- _TASK GOAL_
Locate the line bearing "Guideline: for each instance of the long" in the material below, then reproduce it and each following line up to and including the line bearing "Guideline: for each instance of the b-17".
****************
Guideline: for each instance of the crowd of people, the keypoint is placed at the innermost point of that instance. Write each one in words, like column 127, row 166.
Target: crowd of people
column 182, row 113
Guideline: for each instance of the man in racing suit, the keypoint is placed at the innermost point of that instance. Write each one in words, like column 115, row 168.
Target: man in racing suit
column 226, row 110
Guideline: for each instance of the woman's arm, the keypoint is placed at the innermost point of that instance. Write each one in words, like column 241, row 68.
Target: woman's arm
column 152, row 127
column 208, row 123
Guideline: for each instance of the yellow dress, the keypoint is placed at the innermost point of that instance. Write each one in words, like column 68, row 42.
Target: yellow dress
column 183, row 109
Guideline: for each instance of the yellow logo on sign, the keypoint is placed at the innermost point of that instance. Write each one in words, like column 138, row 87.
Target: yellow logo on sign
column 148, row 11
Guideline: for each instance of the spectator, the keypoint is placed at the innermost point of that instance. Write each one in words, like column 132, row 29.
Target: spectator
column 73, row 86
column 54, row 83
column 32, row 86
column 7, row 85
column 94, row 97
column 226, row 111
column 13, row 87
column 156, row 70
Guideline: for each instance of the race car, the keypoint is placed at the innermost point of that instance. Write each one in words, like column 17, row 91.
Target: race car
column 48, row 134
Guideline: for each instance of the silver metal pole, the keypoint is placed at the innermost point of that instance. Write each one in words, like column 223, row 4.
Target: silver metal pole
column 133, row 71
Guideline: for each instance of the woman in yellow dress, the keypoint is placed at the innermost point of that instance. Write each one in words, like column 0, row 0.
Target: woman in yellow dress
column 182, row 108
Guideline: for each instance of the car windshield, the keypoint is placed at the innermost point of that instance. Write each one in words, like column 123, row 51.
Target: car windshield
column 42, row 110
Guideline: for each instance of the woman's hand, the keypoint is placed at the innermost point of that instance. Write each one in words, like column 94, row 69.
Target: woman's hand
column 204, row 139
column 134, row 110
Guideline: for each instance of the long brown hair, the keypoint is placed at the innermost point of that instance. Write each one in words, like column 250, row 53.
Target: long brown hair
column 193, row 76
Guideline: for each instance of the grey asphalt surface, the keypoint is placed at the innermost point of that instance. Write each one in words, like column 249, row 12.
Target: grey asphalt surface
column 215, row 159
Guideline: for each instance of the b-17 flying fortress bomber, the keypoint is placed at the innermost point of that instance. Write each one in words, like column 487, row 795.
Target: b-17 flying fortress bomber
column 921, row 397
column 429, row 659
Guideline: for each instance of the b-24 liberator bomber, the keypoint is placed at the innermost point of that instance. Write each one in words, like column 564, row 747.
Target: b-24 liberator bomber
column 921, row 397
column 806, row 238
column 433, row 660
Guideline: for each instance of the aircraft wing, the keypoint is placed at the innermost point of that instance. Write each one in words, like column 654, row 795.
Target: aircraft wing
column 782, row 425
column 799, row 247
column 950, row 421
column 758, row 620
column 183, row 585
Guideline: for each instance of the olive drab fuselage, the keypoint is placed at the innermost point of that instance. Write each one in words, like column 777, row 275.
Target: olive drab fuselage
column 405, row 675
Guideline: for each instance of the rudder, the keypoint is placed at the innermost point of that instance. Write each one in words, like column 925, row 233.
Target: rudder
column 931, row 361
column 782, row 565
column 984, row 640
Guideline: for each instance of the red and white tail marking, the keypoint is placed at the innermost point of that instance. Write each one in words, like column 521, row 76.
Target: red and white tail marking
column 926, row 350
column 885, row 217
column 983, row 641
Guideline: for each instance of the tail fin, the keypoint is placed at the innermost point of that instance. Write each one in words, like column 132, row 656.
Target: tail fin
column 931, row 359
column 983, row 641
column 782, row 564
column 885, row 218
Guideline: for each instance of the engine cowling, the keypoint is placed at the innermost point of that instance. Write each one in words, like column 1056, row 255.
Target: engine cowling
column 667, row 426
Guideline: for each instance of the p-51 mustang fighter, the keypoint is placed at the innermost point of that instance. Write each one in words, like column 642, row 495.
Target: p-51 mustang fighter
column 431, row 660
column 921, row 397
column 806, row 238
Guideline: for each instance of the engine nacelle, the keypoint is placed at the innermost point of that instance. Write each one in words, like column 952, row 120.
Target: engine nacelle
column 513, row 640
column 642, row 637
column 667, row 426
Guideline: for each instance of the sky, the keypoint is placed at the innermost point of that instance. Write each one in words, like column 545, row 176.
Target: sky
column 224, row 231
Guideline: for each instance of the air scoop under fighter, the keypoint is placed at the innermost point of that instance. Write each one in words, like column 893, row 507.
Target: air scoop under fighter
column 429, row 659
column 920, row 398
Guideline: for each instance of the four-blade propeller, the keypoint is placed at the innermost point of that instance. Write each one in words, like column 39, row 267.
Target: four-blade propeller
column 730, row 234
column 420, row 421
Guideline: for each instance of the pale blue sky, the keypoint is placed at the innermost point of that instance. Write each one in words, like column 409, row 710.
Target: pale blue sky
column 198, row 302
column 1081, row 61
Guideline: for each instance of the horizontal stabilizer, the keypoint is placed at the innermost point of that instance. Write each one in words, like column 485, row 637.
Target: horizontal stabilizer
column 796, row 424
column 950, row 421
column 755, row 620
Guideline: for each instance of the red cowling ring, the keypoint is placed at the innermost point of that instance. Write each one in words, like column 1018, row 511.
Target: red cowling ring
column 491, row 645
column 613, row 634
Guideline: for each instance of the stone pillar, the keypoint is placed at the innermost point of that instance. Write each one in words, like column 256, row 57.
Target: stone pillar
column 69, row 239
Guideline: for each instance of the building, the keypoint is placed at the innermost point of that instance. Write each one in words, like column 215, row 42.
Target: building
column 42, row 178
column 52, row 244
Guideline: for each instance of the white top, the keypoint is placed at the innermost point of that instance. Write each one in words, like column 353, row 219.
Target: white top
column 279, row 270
****************
- _SOLUTION FOR THIS PROBLEM_
Guideline: for each instance of the long brown hair, the keypoint is placed at the innermost point of that instance. Write each one in words, like column 250, row 53.
Target: long brown hair
column 193, row 76
Guideline: for each instance of the grey asphalt surface, the keypoint is placed at the innermost point of that instance. Write each one in words, like column 249, row 12.
Target: grey asphalt surface
column 215, row 159
Guideline: for each instance of the b-17 flying fortress bomber, the keypoint is placed at the innermost point of that instance. Write each one in words, like column 487, row 795.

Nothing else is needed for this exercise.